Begin Data supplied

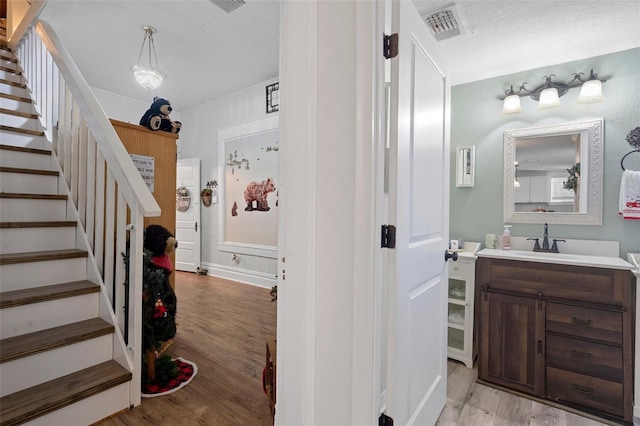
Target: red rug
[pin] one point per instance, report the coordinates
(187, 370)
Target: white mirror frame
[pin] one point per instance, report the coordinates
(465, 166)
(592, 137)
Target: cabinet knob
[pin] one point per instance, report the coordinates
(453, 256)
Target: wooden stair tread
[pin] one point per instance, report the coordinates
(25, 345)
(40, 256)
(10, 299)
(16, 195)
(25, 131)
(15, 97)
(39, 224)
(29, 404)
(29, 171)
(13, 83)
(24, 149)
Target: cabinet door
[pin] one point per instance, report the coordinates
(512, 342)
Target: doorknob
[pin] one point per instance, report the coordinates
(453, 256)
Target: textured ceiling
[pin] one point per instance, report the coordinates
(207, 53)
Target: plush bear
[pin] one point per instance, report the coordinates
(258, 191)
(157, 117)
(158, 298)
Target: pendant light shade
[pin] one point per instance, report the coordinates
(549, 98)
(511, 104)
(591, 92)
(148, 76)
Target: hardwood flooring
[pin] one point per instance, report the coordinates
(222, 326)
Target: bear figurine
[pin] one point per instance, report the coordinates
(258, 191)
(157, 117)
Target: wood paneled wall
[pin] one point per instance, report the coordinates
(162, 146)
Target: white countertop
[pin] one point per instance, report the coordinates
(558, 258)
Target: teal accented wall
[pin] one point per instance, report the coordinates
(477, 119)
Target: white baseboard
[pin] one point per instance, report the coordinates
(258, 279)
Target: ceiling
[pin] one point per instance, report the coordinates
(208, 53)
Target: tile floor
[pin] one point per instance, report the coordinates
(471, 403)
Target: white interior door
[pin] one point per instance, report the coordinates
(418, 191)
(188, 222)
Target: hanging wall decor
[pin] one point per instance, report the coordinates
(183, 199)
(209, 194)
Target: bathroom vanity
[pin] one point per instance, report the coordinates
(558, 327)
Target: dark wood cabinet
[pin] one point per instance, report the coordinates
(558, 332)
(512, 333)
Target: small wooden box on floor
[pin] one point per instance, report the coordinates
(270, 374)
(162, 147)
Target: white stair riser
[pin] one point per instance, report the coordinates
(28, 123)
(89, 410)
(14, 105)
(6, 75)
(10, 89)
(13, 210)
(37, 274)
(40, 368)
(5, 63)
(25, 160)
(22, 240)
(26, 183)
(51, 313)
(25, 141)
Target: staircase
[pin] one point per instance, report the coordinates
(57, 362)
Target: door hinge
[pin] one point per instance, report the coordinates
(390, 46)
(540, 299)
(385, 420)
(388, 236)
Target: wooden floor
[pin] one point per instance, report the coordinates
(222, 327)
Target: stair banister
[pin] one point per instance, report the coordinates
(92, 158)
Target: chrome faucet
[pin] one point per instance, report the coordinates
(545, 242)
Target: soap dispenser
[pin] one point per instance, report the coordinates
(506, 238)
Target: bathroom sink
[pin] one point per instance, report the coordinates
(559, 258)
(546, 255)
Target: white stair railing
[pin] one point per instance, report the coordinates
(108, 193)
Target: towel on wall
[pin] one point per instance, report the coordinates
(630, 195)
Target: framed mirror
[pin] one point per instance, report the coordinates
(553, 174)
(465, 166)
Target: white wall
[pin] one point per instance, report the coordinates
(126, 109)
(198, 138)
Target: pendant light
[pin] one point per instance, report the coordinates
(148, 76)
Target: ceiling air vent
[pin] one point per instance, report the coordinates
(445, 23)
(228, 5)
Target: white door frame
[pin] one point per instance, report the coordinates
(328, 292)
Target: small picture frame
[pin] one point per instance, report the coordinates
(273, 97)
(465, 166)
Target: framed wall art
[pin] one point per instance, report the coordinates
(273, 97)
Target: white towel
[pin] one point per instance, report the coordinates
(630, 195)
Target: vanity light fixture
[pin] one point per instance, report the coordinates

End Data supplied

__What needs to be done__
Give again the lines from the line holding "Target: ceiling air vent" through the close of the listing, both included, exactly as written and with nothing else.

__Full solution__
Target: ceiling air vent
[pin] one point per instance, report the coordinates
(445, 23)
(228, 5)
Target: white door frame
[pin] one point per instance, report the coordinates
(328, 292)
Target: small picture frame
[pin] one point per instance, report the coordinates
(273, 97)
(465, 166)
Target: framed wall art
[pin] one point per instance, report the coordinates
(273, 97)
Target: white towel
[pin] one point per instance, report the coordinates
(630, 195)
Target: vanity light fixture
[pin] one point per instance, report the coordinates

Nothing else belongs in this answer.